:: Aufgabe 1 ::
Kannst du aus dem Reisetagebuch über Japan den Abschnitt wörtlich wiedergeben, der mit "29. Juni 2012" anfängt und bis einschließlich "allem wichtig seien." reicht?
:: Aufgabe 2 ::
Kannst du das Reisetagebuch über Japan an der Stelle fortsetzen, an der es aufhört?

:: Text ::
30. Juni 2012

Reisetagebuch Japan

Mein Flug geht diesmal mit Qatar Airways, also umsteigen in Doha und dann Zwischenstop in Osaka. 6 Stunden + 2 Stunden Doha + 12 Stunden bis Japan. Das strengt an, obwophl ich gut schlafen kann.
In Narita (Tokyo) werde ich von der Nichte meiner Frau abgeholt und bin 2 Stunden später am Ziel: Katsuda (heute ein Teil von Hitachinaka), 20 Minuten nördlich von Mito in Richtung Fukushima. Der Caesium-Regen kam bis hierher und flog weiter nach Tokyo. Die Tsunami hat auch das Haus der Bruders erreicht. Das Erdbeben 3.11 ist nicht vergessen: Strassen, Häuser, Einrichtung beschädigt, z. T. heute noch sichtbar (wenn man die Gegend kennt und Kleinigkeiten nicht übersieht. Und hier waren keine Menschenleben zu beklagen. Die größeren Schäden sind an der Küste noch gut wahrnehmbar - da werden wir in den nächsten Tagen unsere Nachforschungen anstellen. 

29. Juni 2012
Übers Internet erreicht mich die Nachricht von der großen Demonstration vor dem Regierungsgebäude des Ministerpräsidenten NODA. Die Zahlen sind noch nicht klar. Die Polizei spricht von 30.000, die Veranstalter und Journalisten von bis zu 180.000. Ähnliche Demos fanden in Osaka und Nagoya statt. Anlass ist die Erlaubnsi des Ministerpräsidenten, zwei AKWs in Oi wieder anzuwerfen, die für Osaka vor allem wichtig seien.

30.Juni 2012
Wir gehen zum Frfiedhof, auf dem das Grab der Familie Yahagi liegt. Ein privazter Friedhof, ohne Bindung an einen Tempel. Der Schwager berichtet, wie es hier nach dem 3.11 ausgesehen hat.
Schon auf dem kurzen Weg dorthin sehen wir umgefallene Grundstücksmauern, teilweise wieder hergesgtellt. Auch Wände sind mit großen und kleinen Rissen durchzogen, Ziegel auf den Dächern durch andere Materialien ersetzt oder teilweise noch mit Planen abgedeckt. Das Beben ist überall gegenwärtig. Vor wenigen Tagen bebte die Erde erneut mit einer Stärke von 6,4.

:: Gegebene Daten ::
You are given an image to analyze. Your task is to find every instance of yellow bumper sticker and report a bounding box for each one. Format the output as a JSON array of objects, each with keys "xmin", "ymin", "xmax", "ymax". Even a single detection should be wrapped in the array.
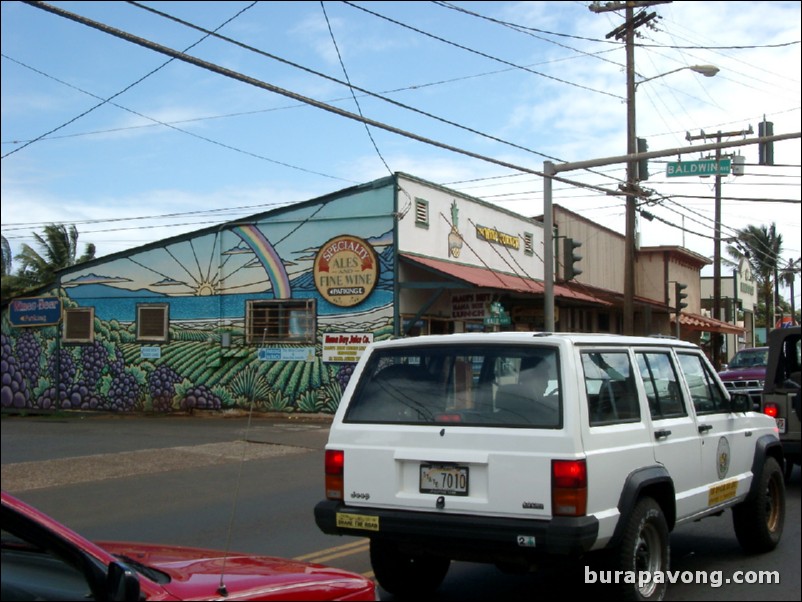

:: Richtige Antwort 1 ::
29. Juni 2012
Übers Internet erreicht mich die Nachricht von der großen Demonstration vor dem Regierungsgebäude des Ministerpräsidenten NODA. Die Zahlen sind noch nicht klar. Die Polizei spricht von 30.000, die Veranstalter und Journalisten von bis zu 180.000. Ähnliche Demos fanden in Osaka und Nagoya statt. Anlass ist die Erlaubnsi des Ministerpräsidenten, zwei AKWs in Oi wieder anzuwerfen, die für Osaka vor allem wichtig seien.

:: Richtige Antwort 2 ::
Kazuyoshi, der Schwager, berichtet von den umgefallenen Garten-Mauern bzw. Mauerkronen, Dächern, Wänden. Darunter befremdliche Details: Auf dem Friedhof sind alle Steine umgestürzt. Reihenweise in dieselbe Richtung gefallen. In anderen Reihen waren die eine Hälfte nach links, die andere nach rechts gefallen. Und dazwischen immer wieder Steine, die sich gedreht haben, um 15 Grad oder 30 Grad – ganz beliebig. Manche Steine sind auch 2 Gräber weiter weg angekommen: wie weggeflogen und auf dem falschen Grab gelandet. Die laternenähnlichen und vasenähnlichen Steine, die zu jedem Grab gehören sind herabgestürzt, in der Mitte zerbrochen, die Trümmer sind teilweise noch zu sehen. Unvergesslich die tanzenden Grabsteine von Katsuda.

Er berichtet von abgedeckten Dächern, besonders bei älteren Häusern, meist wieder repariert. Oder vom fehlenden Strom, darum auch kein Telefon, kein Fernseher, kein Handyund oft keine Toilette. Wasserleitungen waren unterbrochen. Das schlechte Wasser aus dem eigenen Brunnen wurde für die ganze Umgebung wichtig. Trinkwasser bekam man zugeteilt. Benzin gab es nur in kleinsten Rationen.
Aber Katsuda liegt am Rande des damaligen Geschehens. 

An diesem südlichen Rand von Tohoku liegt ein AKW.

Kaum angekommen, lese ich im nGreenpeace Mahazin vom 27. Juni 2012:

Deutsche Atomkritiker protestieren in Japan
Berlin (ethecon-Stiftung Ethik & Ökonomie) 27.06.2012: Eine Delegation von ethecon–Stiftung Ethik & Ökonomie ist am vergangenen Wochenende nach Japan gereist. Anlässlich der heutigen Aktionärsversammlung der Atomfirma TEPCO protestierten Mitglieder von ethecon gegen die Geschäftspolitik der Firma. Der japanische Energiekonzern ist für den Super-GAU im Atomkraftwerk Fukushima verantwortlich.

Im Rahmen der Hauptversammlung wurde der ethecon Black Planet Award an die Verantwortlichen des Konzerns übergeben. Mit dem Black Planet Award wird in jedem Jahr das umweltschädigendste Unternehmen ausgezeichnet. Frühere Preisträger sind BP und Monsanto.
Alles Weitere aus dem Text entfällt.